■ FRAGMENTO DEL DOCUMENTO
^^^^^^^^

Por Carles Casajuana, diplomático, escritor, embajador de España en el Reino Unido y ganador del Premio de las Letras Catalanas Ramón Llull (EL PAÍS, 07/02/09):
Voltaire vivió exiliado en Inglaterra y allí publicó -en inglés- sus Cartas filosóficas. Samuel Johnson visitó París en 1775 y, como no se sentía muy seguro de su francés, hablaba en latín con sus amigos, que no tenían dificultad en entenderle porque habían recibido una educación muy parecida a la suya. Nietzsche amaba Italia, país al que viajaba con frecuencia, se sentía heredero de los moralistas franceses (de Pascal, Vauvenargues, La Rochefoucauld, etcétera) y tenía a Sterne por el escritor más libre de todos los tiempos.
Habían de transcurrir todavía muchos años para que, sobre las cenizas humeantes de la Segunda Guerra Mundial, alguien pensara en crear una Comunidad del Carbón y del Acero, pero la Europa de los escritores, los artistas y los filósofos -cuyo ocaso quedó magistralmente descrito en las memorias de Stefan Zweig, El mundo de ayer- era una realidad tan asentada como las firmes raíces históricas comunes de las naciones del continente. Las ideas y las corrientes artísticas circulaban con la misma libertad que las personas, que antes de la Primera Guerra Mundial no necesitaban poseer un pasaporte para ir de un país a otro. Una vasta red de resonancias y de influencias mutuas unía a todos los que cultivaban el espíritu.
¿Somos los europeos de hoy conscientes de ello? ¿No es el insuficiente conocimiento de nuestro pasado común una de las razones de la debilidad de la identidad europea, y esta debilidad, a su vez, uno de los obstáculos que nos impiden avanzar y actuar juntos cuando más lo necesitamos?
Hace unos meses, el no irlandés al Tratado de Lisboa volvió a poner de manifiesto el desapego de muchos ciudadanos por la Unión Europea y la ausencia de una visión política compartida del camino que queremos recorrer juntos. La Europa con la que los europeos estamos dispuestos a identificarnos no es siempre la misma para todos. Unos queremos una Europa federal y otros desean un área de libre cambio. Unos hablan de raíces cristianas y otros de los valores laicos. Unos quieren que la Unión sea un baluarte contra la globalización y otros que sea capaz de impulsarla y beneficiarse de ella. No estamos de acuerdo sobre las fronteras futuras de la Unión. En general, todos deseamos disfrutar de los beneficios de pertenecer a una Unión con voz y peso en el mundo, pero pocos estamos dispuestos para ello a pagar el precio de atemperar las identidades nacionales. Uno de los rasgos que parecen unirnos sin lugar a dudas es el rechazo de la pena de muerte, pero habría que ver lo que ocurría si este rechazo tuviera que ser ratificado por referéndum en todos los Estados miembros.

^^^^^^^^

■ DATOS PROPORCIONADOS
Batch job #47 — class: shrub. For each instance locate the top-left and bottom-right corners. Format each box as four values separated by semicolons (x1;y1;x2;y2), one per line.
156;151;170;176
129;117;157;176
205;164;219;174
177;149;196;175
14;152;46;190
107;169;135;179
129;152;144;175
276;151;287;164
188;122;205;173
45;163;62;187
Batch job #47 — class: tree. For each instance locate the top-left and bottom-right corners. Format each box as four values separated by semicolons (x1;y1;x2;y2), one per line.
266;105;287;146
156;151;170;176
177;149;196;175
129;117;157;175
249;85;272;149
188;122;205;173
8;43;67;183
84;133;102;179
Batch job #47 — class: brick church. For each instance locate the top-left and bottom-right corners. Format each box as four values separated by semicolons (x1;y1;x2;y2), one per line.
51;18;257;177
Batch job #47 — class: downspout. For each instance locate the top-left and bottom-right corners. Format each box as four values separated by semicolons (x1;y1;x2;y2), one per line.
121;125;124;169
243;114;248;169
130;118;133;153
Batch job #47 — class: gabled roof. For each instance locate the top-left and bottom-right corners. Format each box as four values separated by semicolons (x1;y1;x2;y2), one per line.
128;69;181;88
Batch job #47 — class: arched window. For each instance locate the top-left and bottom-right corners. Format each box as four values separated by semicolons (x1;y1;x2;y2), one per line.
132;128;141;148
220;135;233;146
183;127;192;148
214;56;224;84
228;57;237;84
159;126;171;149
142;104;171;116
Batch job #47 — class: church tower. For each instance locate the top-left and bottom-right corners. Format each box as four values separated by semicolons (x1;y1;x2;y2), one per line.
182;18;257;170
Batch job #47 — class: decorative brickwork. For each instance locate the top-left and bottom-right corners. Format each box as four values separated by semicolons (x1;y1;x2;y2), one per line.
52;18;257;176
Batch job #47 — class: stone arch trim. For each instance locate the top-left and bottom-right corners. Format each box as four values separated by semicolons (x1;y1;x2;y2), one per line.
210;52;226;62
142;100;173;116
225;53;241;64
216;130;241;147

^^^^^^^^

■ TAREA PLANTEADA 1
Indica si cada afirmación coincide con el artículo sobre la identidad europea y responde sí o no, citando literalmente las palabras del artículo que lo deciden: (a) Samuel Johnson hablaba en latín con sus amigos en París. (b) Voltaire publicó sus Cartas filosóficas en francés. (c) Antes de la Primera Guerra Mundial hacía falta pasaporte para ir de un país a otro.
■ TAREA PLANTEADA 2
Prolonga el artículo sobre la identidad europea a partir de su última oración.
Los datos no tienen ninguna relación con el artículo sobre la identidad europea.

■ RESPUESTA DEL EJERCICIO 1
(a) Sí: "hablaba en latín con sus amigos".
(b) No: "allí publicó -en inglés- sus Cartas filosóficas".
(c) No: "antes de la Primera Guerra Mundial no necesitaban poseer un pasaporte para ir de un país a otro".

■ RESPUESTA DEL EJERCICIO 2
Hay un déficit de identidad europea, y mientras no se cubra será difícil evitar los tropiezos. Todos deseamos un proyecto europeo nítido reflejado en unos textos legibles, pero en su estado actual este proyecto es como una manta que, para cubrir los pies de uno, deja al descubierto los hombros de otro. En vez de forcejear para abrigarnos en detrimento de los demás, debemos agrandar la manta entre todos, y para ello lo mejor es tratar de reforzar la identidad común en terrenos que no resulten controvertidos y que faciliten la adhesión de los ciudadanos a los ideales europeos en todos los países miembros. El Programa Erasmus, que todos los años abre los ojos de miles de estudiantes a la realidad del continente, es un buen ejemplo de lo mucho que se puede hacer con ideas acertadas.
El legado histórico y cultural europeo ofrece muchas posibilidades. La Unión se ha construido partiendo de los cimientos económicos y hasta ahora pocos han sentido la necesidad de fortalecer los vínculos culturales, obvios para unos e innecesariamente problemáticos para otros. Pero la Europa de Schengen y del euro, la Europa que aspira a dotarse de una defensa común y a proyectar sus valores en el mundo, necesitará cada vez más sustentarse sobre un sentimiento compartido de su identidad.
Dante, Montaigne, Shakespeare, Cervantes y Goethe se sentían hijos de una tradición que hundía sus raíces en Roma y Atenas. Durante siglos, este sentimiento era común entre las personas educadas, que raramente se sentían extranjeras dentro del continente. ¿Se puede decir lo mismo de los ciudadanos europeos de hoy? ¿No sería bueno que, antes de entrar en la universidad, los estudiantes de la Unión tuvieran que superar, en uno de los cursos de secundaria, una asignatura de historia y cultura europeas con un temario parecido en todos los Estados miembros?
La historia y la cultura de Europa se han forjado a escala continental. Desde Atenas y Roma hasta el nacimiento de la Unión, pasando por el lento despertar de la Edad Media, el Renacimiento, la Ilustración y el Romanticismo, no debería resultar imposible a los especialistas ponerse de acuerdo sobre las líneas generales de un programa que mostrase la comunidad de ideas sobre la que la Europa actual se asienta y que presentase el Tratado de Roma como un verdadero tratado de paz tras las dos guerras civiles europeas que, al menos en su inicio, fueron en realidad las dos guerras mundiales.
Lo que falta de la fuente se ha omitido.